» **PROMPT**
Collect every line in the records below that contains the word "reflection", copying each line unchanged. Case counts.

» **INPUT DATA**
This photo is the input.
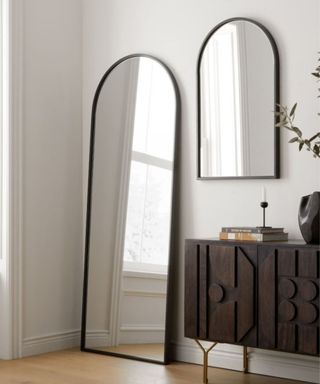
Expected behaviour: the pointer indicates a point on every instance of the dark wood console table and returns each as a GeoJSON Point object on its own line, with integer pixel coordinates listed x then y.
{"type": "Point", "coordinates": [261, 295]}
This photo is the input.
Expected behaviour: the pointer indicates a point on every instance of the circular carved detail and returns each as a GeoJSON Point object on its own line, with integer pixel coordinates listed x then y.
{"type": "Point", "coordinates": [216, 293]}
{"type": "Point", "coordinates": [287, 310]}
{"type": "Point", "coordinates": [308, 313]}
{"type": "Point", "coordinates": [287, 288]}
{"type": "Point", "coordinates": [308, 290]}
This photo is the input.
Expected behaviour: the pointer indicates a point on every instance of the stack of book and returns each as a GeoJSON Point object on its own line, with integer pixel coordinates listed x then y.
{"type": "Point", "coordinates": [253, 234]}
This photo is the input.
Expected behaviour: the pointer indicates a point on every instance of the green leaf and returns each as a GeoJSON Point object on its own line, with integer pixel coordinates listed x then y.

==

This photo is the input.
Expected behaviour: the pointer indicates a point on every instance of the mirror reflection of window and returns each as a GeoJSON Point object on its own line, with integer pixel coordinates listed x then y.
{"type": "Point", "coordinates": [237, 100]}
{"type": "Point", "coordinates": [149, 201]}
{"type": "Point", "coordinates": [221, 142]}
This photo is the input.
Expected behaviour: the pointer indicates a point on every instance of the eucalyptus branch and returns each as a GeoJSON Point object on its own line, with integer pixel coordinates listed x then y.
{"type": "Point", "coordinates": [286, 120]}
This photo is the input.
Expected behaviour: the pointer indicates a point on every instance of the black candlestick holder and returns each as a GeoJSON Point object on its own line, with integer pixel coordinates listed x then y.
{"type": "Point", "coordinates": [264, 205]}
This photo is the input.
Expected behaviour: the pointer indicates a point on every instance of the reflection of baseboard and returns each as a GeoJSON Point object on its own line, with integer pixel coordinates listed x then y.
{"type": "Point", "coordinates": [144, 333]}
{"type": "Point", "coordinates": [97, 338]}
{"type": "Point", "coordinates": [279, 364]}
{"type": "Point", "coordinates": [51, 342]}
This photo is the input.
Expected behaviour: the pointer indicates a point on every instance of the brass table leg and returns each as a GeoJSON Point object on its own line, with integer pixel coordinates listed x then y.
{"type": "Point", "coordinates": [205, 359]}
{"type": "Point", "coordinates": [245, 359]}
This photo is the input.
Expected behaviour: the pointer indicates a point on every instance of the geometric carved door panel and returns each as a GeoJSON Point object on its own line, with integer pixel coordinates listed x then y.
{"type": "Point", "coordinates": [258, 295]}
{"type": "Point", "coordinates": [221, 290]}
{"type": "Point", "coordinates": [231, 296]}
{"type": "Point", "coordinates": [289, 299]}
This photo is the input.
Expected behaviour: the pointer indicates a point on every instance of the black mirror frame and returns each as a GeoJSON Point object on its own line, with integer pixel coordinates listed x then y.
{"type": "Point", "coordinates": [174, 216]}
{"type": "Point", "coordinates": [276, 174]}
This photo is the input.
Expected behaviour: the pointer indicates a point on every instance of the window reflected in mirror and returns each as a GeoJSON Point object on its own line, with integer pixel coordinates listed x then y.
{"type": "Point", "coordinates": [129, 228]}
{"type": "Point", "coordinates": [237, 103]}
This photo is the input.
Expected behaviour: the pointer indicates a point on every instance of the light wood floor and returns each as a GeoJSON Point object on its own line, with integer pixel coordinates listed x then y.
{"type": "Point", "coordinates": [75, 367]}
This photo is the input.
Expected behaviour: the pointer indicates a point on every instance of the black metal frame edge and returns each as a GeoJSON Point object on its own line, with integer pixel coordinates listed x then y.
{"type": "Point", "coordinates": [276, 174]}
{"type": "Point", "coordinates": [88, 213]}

---

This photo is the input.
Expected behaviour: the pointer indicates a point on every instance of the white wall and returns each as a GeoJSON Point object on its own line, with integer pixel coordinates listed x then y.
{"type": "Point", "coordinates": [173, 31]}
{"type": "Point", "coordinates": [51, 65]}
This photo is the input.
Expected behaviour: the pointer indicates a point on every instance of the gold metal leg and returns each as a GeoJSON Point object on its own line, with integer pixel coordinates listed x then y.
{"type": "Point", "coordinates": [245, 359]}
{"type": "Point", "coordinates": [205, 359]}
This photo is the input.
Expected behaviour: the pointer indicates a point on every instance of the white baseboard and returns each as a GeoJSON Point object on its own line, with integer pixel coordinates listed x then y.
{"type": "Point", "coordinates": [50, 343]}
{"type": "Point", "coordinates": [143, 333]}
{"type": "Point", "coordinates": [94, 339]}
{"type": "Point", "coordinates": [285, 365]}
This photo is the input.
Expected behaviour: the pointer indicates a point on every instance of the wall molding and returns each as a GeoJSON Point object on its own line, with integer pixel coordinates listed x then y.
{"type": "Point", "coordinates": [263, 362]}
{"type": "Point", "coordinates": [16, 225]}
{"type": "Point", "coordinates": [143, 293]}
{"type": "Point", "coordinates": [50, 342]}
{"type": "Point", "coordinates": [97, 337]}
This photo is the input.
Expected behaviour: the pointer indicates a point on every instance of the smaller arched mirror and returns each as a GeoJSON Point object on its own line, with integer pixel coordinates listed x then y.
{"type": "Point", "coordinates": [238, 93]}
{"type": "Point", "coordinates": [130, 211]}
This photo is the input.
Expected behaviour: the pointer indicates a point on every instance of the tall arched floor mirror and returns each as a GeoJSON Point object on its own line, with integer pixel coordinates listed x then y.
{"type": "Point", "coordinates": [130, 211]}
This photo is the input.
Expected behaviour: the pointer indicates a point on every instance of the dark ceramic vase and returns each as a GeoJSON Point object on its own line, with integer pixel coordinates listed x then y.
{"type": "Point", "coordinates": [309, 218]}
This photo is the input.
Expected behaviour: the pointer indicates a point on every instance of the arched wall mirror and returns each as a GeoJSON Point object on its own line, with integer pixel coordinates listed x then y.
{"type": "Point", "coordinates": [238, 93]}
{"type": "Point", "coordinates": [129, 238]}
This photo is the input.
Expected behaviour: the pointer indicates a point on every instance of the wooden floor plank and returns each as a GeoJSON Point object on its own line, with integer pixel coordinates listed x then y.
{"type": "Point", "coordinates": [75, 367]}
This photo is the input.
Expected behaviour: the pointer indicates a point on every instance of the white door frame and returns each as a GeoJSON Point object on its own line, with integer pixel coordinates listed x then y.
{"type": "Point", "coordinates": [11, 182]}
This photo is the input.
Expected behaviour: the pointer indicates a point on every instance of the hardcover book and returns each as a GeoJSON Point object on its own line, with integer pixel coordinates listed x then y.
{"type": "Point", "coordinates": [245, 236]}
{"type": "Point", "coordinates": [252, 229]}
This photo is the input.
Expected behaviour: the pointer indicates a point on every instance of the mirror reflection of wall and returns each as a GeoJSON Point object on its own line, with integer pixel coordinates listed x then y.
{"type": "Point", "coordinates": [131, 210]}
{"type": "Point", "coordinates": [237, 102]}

» **ANSWER IN FULL**
Expected behaviour: the pointer indicates a point on every instance of the mirror reflection of window and returns each as a GeoJSON Point object on its own line, with integer pixel coordinates listed x then y.
Expected behaviour: the pointer indicates a point on every instance of the reflection of baseboard and returns each as a GeoJSON Point object on its own line, with integer pixel coordinates listed x then y.
Expected behaviour: the pointer indicates a point on every instance of the mirror reflection of wall and returns each as a GeoJSON Point object on its own line, with integer pixel coordinates listed x then y.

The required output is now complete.